▶ [Aim of the task]:
Pick out every line in the items below that contains the word "window", and copy each of those lines.

-- START OF Data listing --

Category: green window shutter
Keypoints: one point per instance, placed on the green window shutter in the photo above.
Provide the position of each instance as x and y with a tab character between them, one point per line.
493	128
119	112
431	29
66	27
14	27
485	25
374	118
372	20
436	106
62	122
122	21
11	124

-- END OF Data listing --

▶ [Solution to the exercise]:
Category: green window shutter
Keypoints: one point per instance, placed on the green window shutter in the photo above.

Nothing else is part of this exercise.